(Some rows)
-- start --

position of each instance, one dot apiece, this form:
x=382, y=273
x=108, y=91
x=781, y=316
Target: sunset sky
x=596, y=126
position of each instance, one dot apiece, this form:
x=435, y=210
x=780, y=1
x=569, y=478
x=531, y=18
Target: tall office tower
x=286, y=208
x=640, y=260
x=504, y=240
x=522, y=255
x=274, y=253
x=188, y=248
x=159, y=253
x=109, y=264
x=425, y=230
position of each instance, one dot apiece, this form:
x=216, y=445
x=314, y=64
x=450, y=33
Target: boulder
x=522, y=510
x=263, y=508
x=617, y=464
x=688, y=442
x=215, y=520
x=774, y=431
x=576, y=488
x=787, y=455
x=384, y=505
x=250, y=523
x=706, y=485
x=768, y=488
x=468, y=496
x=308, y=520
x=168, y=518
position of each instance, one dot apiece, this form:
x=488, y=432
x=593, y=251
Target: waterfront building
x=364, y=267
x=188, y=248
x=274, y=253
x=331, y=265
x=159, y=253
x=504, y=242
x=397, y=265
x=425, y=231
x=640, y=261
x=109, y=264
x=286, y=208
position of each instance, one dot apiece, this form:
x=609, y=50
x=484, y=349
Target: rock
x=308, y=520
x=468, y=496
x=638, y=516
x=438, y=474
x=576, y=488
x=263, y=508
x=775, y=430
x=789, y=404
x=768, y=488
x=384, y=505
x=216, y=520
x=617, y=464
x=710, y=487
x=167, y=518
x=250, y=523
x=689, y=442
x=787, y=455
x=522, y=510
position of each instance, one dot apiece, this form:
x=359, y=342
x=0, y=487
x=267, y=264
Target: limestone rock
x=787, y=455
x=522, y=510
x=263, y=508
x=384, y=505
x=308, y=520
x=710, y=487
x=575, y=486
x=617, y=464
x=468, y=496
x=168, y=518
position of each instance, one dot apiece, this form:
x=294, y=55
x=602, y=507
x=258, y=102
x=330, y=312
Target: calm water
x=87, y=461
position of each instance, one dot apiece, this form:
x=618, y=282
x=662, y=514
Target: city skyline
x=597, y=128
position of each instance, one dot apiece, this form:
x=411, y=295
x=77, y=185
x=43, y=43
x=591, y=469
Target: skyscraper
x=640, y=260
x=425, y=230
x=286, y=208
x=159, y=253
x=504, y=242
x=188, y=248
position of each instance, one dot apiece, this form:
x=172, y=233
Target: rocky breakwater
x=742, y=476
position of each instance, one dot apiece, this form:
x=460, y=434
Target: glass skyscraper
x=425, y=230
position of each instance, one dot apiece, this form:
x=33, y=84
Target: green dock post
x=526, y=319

-- end --

WHAT TO PRODUCE →
Pull out each line from the rows above that contains the string "skyscraper".

COMPLETED EXERCISE →
Target: skyscraper
Target: glass skyscraper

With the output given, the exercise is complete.